===== SOURCE DATA

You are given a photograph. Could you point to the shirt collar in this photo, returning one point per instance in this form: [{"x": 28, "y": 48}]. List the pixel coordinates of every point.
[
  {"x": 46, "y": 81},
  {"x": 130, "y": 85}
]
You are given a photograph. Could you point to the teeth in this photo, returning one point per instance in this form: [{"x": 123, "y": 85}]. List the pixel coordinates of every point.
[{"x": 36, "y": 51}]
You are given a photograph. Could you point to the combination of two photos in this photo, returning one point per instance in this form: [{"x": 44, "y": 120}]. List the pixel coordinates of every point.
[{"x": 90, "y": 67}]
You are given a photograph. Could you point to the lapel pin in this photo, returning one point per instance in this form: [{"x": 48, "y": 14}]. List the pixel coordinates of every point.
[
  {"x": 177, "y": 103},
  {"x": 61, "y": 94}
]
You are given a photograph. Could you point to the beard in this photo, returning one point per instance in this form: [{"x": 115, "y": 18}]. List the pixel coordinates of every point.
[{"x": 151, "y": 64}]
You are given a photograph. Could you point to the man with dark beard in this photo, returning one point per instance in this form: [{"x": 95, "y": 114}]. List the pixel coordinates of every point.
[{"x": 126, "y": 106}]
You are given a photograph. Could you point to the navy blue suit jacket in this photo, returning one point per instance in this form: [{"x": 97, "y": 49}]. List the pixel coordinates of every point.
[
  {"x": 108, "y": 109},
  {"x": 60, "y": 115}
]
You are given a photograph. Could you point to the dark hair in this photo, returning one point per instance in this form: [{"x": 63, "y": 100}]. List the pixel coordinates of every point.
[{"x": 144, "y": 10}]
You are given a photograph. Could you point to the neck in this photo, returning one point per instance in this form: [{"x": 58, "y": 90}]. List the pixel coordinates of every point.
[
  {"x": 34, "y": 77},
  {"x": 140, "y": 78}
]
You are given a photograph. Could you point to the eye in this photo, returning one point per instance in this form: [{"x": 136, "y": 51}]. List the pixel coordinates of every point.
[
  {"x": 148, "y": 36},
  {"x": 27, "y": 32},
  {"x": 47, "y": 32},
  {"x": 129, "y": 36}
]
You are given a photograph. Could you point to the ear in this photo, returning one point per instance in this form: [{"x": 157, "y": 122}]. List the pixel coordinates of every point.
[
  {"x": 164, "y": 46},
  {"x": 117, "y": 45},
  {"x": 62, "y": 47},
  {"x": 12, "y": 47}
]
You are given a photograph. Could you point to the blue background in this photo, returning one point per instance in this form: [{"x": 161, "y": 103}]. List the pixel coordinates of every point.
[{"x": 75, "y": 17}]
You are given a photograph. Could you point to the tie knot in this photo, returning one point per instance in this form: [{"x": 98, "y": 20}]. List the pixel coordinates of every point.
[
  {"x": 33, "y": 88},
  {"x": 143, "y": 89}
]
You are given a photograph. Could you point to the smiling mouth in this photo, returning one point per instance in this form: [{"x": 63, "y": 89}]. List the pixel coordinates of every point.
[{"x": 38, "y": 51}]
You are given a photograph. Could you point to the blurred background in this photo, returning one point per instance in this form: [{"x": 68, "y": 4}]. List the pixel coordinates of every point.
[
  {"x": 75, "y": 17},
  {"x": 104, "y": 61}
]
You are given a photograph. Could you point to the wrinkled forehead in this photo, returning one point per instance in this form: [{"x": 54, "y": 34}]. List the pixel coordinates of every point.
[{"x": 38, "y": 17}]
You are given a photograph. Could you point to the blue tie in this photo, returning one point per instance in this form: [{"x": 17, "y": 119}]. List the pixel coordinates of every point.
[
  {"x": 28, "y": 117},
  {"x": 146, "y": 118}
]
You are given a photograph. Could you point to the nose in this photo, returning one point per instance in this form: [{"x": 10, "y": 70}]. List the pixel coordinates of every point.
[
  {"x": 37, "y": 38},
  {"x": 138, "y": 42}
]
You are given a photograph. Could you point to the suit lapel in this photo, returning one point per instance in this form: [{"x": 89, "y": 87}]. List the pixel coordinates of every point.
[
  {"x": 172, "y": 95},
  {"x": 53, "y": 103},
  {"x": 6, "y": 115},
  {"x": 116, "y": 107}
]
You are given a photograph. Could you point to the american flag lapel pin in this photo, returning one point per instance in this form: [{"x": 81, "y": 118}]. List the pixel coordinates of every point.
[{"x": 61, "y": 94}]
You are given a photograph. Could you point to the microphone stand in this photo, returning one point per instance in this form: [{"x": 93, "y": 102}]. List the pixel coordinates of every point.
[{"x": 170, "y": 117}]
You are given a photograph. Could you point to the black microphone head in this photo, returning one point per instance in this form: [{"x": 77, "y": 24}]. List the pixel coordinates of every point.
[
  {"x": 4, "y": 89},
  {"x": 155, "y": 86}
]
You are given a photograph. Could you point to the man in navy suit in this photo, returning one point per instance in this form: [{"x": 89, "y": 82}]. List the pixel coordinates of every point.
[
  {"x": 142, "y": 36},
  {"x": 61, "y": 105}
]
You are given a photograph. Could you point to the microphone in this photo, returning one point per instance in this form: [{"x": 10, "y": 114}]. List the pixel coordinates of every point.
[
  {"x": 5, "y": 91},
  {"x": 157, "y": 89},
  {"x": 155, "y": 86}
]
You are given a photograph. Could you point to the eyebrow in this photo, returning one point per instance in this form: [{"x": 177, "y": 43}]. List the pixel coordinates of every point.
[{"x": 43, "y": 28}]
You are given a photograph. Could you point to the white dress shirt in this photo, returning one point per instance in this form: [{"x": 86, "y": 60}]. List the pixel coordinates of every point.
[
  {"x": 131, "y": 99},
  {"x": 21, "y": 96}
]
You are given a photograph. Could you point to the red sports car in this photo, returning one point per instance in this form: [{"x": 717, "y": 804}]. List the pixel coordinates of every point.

==========

- GIVEN EXERCISE -
Return every line from the one holding "You are given a photograph. Could you point to the suit" through the end of the data, exactly as it appears, with both ends kept and nothing else.

- PROBLEM SOLUTION -
You are given a photograph. Could you point to the suit lapel in this photo, returning one point per instance in this form: [{"x": 89, "y": 87}]. List the pixel coordinates of every point.
[
  {"x": 172, "y": 95},
  {"x": 53, "y": 103},
  {"x": 6, "y": 115},
  {"x": 116, "y": 107}
]
You are given a photograph. Could you point to the american flag lapel pin in this photo, returning one point per instance in this form: [{"x": 81, "y": 118}]. List the pixel coordinates of every point.
[{"x": 61, "y": 94}]
You are given a photograph. Could you point to the microphone stand in this photo, returning one point per instance in this form: [{"x": 93, "y": 102}]. List the pixel coordinates of every point.
[{"x": 170, "y": 117}]
You are given a photograph. Could you point to the black microphone head in this photo, returning one point per instance in this form: [{"x": 77, "y": 24}]. List the pixel coordinates of every point.
[
  {"x": 4, "y": 89},
  {"x": 155, "y": 86}
]
You are given a photograph. Could you point to the man in navy suit in this photo, returning one point per instance in this form: [{"x": 89, "y": 82}]. List the pixel coordinates of every point.
[
  {"x": 142, "y": 36},
  {"x": 61, "y": 105}
]
You are given a photograph. Could you point to the microphone in this photo, returning one point per instance in this form: [{"x": 10, "y": 114}]. List the pixel coordinates of every point.
[
  {"x": 5, "y": 91},
  {"x": 157, "y": 89},
  {"x": 155, "y": 86}
]
You are given a photograph. Could you point to the eyebrow in this photo, returning one point per instance in this form: [{"x": 177, "y": 43}]. List the pixel coordinates of every point.
[{"x": 43, "y": 28}]
You are given a photograph. Could you point to the white dress shirt in this photo, returning one point per instance in this form: [{"x": 86, "y": 60}]. List the pixel coordinates of every point.
[
  {"x": 131, "y": 99},
  {"x": 21, "y": 96}
]
You are given a photograph. Could you point to the red sports car in this photo, returning one point per instance in this form: [{"x": 717, "y": 804}]. List the pixel coordinates of every point.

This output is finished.